WORK ITEM:
Show every line below where "dark" appears.

(Records drawn from a dataset)
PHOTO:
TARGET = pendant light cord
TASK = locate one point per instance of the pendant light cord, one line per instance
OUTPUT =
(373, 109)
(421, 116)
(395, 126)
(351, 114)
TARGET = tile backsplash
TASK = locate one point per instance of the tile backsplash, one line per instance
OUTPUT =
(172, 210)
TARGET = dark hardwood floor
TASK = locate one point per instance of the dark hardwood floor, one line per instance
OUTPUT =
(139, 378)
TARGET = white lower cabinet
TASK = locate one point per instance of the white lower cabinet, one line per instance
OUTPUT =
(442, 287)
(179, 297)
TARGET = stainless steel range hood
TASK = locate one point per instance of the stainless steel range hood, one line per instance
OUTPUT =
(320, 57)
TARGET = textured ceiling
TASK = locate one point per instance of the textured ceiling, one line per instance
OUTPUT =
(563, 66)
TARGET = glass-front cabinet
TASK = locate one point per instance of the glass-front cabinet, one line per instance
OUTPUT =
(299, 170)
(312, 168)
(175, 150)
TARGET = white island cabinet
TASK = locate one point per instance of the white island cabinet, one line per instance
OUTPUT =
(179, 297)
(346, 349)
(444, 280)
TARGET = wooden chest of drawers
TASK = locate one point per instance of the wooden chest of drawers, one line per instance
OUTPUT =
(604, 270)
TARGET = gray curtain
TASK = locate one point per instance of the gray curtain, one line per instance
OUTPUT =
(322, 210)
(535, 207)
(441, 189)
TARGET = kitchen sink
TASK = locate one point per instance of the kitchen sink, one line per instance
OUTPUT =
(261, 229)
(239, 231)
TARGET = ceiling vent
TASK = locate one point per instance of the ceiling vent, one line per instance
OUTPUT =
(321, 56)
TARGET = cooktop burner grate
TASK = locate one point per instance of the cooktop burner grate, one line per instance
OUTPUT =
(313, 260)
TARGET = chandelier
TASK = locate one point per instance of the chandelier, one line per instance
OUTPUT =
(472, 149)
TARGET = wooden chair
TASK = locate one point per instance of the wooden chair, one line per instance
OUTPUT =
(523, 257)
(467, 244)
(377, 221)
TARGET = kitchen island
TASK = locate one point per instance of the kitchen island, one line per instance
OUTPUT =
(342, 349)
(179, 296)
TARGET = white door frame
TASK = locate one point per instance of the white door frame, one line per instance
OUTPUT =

REPLY:
TARGET = dark hardwood floor
TASK = locate one point per instance of the dark hardwood floor, one line per instance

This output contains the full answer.